# Passage provided
==================================================
In North Carolina, last month’s election unseated Governor Pat McCrory. It was well past time, even though McCrory has been in office for less than four years. McCrory, a one-term governor, has done tremendous damage to the state of North Carolina in his four-year tenure and needs to go. Back in March/April, I wrote two posts about his homophobic actions: Let the South Secede and Sue??? Who’s suing who’s suing whom? or … No More Potties. To make a long story short, the topic of both posts was that McCrory passed legislation that forbade cities or municipalities from passing anti-discrimination laws to protect the rights of the LGBT community. With McCrory’s move, LGBT persons living in North Carolina would be subject to discrimination in the workplace, in housing, in any public venue. What followed was a series of lawsuits which remain in process at this time.
Last month, McCrory was defeated by a democrat, North Carolina Attorney General Roy Cooper in an extremely close election. Not one to exit quietly, McCrory first refused to accept the results of the election, and when that didn’t work, he and his cronies got to work to limit the power of the governor’s office before Cooper takes office in January.
McCrory, who passed his anti-LGBT law through both houses of the North Carolina Congress, and signed the bill, all within an unprecedented twelve hours, is at it again. Typically, it takes months, sometimes years to pass legislation through both houses and the executive branch, but McCrory, with a Republican-controlled state congress, is able to cut that time dramatically. Once again, he called a last-minute ‘special session’ as he did back in March, leaving almost no time for public discourse.
==================================================
# Task list
[a] According to the passage about North Carolina Governor Pat McCrory, who defeated McCrory in last month's election?
[b] Write the next part of the passage about North Carolina Governor Pat McCrory, picking up after its final sentence.

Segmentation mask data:
==================================================
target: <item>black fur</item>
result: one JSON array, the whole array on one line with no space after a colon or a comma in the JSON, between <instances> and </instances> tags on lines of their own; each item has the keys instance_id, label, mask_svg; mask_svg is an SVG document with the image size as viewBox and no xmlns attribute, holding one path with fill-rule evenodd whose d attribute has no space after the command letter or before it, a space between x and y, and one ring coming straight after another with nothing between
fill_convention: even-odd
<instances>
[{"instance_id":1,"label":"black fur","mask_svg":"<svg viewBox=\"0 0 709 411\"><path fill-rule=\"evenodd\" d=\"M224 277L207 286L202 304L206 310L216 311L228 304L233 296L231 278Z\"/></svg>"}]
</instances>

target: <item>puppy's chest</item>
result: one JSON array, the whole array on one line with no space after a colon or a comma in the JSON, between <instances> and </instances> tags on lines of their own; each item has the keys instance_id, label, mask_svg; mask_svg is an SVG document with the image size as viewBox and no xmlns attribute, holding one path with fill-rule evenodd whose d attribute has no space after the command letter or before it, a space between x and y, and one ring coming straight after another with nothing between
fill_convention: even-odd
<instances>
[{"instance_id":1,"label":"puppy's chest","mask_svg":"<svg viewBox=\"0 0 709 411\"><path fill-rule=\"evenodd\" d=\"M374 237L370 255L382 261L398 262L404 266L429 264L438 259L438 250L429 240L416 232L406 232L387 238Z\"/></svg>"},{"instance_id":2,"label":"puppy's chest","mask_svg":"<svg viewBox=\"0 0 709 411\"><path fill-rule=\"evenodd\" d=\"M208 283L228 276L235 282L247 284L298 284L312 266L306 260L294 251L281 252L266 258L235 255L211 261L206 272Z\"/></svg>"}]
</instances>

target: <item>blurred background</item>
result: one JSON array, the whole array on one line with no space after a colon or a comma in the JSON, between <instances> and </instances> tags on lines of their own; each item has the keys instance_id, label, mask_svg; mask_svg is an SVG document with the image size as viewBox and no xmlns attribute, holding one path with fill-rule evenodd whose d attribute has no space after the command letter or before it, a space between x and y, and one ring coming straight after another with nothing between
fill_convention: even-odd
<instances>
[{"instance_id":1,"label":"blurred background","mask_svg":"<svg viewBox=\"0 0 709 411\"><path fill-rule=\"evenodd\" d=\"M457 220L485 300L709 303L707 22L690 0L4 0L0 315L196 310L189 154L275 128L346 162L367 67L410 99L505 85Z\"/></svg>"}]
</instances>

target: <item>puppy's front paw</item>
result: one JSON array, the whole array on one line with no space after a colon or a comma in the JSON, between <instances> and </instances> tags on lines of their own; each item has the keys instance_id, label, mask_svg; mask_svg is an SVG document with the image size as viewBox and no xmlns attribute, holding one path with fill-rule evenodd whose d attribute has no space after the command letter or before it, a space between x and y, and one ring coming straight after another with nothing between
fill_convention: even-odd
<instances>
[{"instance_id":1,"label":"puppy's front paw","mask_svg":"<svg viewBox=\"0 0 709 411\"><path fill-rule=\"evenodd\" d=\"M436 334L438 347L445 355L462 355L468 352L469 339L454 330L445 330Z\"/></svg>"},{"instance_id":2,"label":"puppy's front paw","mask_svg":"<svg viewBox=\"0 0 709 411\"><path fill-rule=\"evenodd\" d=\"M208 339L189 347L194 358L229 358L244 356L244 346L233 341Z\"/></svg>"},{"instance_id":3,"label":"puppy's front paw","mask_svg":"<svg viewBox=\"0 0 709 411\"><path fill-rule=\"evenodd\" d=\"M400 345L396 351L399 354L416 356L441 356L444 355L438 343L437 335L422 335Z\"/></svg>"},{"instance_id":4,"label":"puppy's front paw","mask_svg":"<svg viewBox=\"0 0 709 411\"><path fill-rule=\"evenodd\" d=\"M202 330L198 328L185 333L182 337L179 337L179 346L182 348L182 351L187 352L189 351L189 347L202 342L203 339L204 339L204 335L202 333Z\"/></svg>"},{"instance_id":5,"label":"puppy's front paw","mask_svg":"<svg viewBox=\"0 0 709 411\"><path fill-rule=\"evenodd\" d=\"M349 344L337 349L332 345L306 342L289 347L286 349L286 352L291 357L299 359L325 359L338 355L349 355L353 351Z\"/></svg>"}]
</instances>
==================================================
# Answer set
[a] North Carolina Attorney General Roy Cooper, a Democrat.

[b]
“Two major bills were approved by the legislature Friday. One of them, which was quickly signed by the departing Gov. Pat McCrory, a Republican, strips future governors of their power to appoint a majority to the State Board of Elections. The number of board members was expanded from five to eight, with the eight members to be evenly divided between the two major parties. It also changes the state court system, making it more difficult for the losers of some superior court cases to appeal directly to the Democratic-controlled Supreme Court. A second bill, which had not been signed by the governor as of Friday afternoon, strips the governor of his ability to name members of the boards of state universities, and it reduces the number of state employees the governor can appoint from 1,500 to 425. In another change, and one that could have the greatest impact in the near term, the bill makes the governor’s cabinet appointees subject to approval by the State Senate. Republicans currently enjoy veto-proof majorities in the House and the Senate, and the North Carolina governorship is historically a relatively weak office.” – The Washington Post, 16 December 2016
Ever since McCrory took office in 2013, his approval ratings have dropped each year. Democrats have widely protested his actions in a number of areas, including abortion, LGBT rights, and voting rights. Earlier this year, GOP leaders launched a meticulous and coordinated effort to deter black voters, who overwhelmingly vote for Democrats. The law, created and passed entirely by white legislators, evoked the state’s ugly history of blocking African Americans from voting. A three-judge panel of the U.S. Court of the Appeals for the 4th Circuit recognized the legislature’s discriminatory intent and struck down the law. McCrory tried to appeal, but the Supreme Court refused to overrule the lower court’s order.
In other discriminatory moves, McCrory and his congressional minions have blocked Medicaid coverage for a half-million North Carolinians, transferred $90 million from public schools to voucher schools and cut pre-K for 30,000 children, repealed the earned tax credit for 900,000 people, denied, among other things, victims of employment discrimination the ability to sue in state courts, and blocked municipalities from raising the minimum wage. President of the North Carolina branch of the NAACP, Reverend William Barber hit the nail on the head: “If you want to know what a Donald Trump presidency will look like, all you have to do is look to North Carolina.”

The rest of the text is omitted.